(TASK ITEM A)
Could you extract the passage on advertising platforms word for word, starting with "Ad types include" and going on through "to a necessity."?
(TASK ITEM B)
Which product categories does the passage on advertising platforms name as especially suited to Amazon advertising?
(TASK ITEM C)
Do these statements agree with the passage on advertising platforms? (i) A TikTok ad that performs well today can drop off significantly within two weeks. (ii) Amazon handles more than half of all e-commerce in North America. (iii) Sponsored Brands are the Amazon ad type used for retargeting outside of Amazon. Answer yes or no for each, quoting the deciding words.

(EXTRACT PROVIDED)
- Opening Delimiter -
What people miss: Creative fatigue on TikTok is brutal. An ad that performs well today can drop off significantly in two weeks. You need a steady pipeline of fresh video content to maintain results, which means higher production demands than most platforms.
7. Amazon Advertising: Where Buyers Are Ready to Buy
Amazon handles nearly half of all e-commerce in North America. When someone searches on Amazon, they’re not browsing — they’re shopping. That purchase intent is what makes Amazon Ads so effective for product-based businesses.
Ad types include Sponsored Products (appear in search results and product pages), Sponsored Brands (banner ads featuring your logo and multiple products), and Sponsored Display (retargeting inside and outside of Amazon).
Best for: Brands selling physical products, especially in categories like home goods, electronics, beauty, health, and apparel. If your products are already on Amazon, advertising there is close to a necessity.
What people miss: Amazon Ads rewards reviews and ratings. An ad driving traffic to a product with few reviews will underperform even with a solid budget. Fix your product listings and reviews before scaling ad spend.
- Closing Delimiter -
(PROVIDED RECORDS)
- Opening Delimiter -
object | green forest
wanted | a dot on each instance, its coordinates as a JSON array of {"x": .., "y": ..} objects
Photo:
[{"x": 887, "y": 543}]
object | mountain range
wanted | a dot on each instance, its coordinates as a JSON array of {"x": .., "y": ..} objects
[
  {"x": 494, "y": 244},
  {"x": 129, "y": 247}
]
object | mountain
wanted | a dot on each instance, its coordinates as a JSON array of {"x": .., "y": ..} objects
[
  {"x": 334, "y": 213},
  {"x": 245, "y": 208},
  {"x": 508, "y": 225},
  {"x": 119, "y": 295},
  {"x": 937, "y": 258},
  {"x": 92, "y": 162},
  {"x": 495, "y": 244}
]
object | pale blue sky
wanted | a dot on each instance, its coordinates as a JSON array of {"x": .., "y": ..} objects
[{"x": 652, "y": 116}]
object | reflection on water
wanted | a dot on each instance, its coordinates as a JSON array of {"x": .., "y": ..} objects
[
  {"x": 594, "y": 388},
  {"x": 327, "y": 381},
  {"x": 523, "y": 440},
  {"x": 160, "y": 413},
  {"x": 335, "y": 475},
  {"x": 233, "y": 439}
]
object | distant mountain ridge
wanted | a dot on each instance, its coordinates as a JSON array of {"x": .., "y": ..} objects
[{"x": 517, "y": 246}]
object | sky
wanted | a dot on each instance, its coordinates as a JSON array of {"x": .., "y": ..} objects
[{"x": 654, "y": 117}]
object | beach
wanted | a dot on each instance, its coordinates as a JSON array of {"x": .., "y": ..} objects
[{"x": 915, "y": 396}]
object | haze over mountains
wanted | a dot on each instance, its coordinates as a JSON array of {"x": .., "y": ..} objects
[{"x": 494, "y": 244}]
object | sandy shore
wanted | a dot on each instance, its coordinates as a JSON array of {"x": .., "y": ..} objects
- Closing Delimiter -
(WORKED SOLUTION A)
Ad types include Sponsored Products (appear in search results and product pages), Sponsored Brands (banner ads featuring your logo and multiple products), and Sponsored Display (retargeting inside and outside of Amazon).
Best for: Brands selling physical products, especially in categories like home goods, electronics, beauty, health, and apparel. If your products are already on Amazon, advertising there is close to a necessity.

(WORKED SOLUTION B)
Home goods, electronics, beauty, health, and apparel.

(WORKED SOLUTION C)
(i) Yes: "An ad that performs well today can drop off significantly in two weeks."
(ii) No: "Amazon handles nearly half of all e-commerce in North America."
(iii) No: "Sponsored Brands (banner ads featuring your logo and multiple products), and Sponsored Display (retargeting inside and outside of Amazon)."